Short exercise a »
According to the abstract on the natural-fibre composite material, above what temperature does curing of the binder begin?

Excerpted passage »
■ ■ ■

Abstract The aim of this work was the development of a new composite material based on natural fibres as reinforcement and an acrylic thermoset as binder to investigate the material properties for various applications. All applications were made by forming and curing the composite material in a hot forming press. In a first step the technology for formation of such a composite material was tested: Based on the nonwoven-process natural fibre mats were made, only composed of natural fibres without binder and with different area weights. After that, different technologies of application of binder and additives like hydrophobizing agents were tested. In the second step the material properties (flexural and impact strength, water uptake and moisture expansion, testing for climatic extremes and sound-absorbing properties) were investigated for different applications as function of the density of the pressed parts, the mixing ratio of binder and additives. The following properties can be given as very special features of the material: In comparison with composites made of usual thermoset binders the fabricator has not to apply the resin immediately before processing. Secondly the material can be stored easily, because the curing is started beyond 100°C, at lower temperatures the binder is thermoplastic. In comparison with composites made of thermoplastic binders, a lesser fraction of binder is necessary and the pressed parts have a very high flexural stiffness. Finally the critical properties like the water uptake and moisture expansion were improved by the addition of hydrophobizing agents. Keywords: natural fibres, nonwoven, composites, acrylic resin, binding technology.

■ ■ ■

Short exercise b »
List each line of the row in Block 1 as a numbered item, skipping blank lines and omitting the picture.

[Named-object pointing rows]
■ ■ ■

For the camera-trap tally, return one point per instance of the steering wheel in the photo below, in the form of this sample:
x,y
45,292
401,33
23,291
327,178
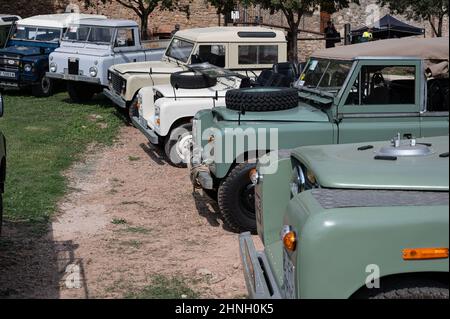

■ ■ ■

Finished answer a »
Curing begins above 100°C.

Finished answer b »
1. For the camera-trap tally, return one point per instance of the steering wheel in the photo below, in the form of this sample:
2. x,y
3. 45,292
4. 401,33
5. 23,291
6. 327,178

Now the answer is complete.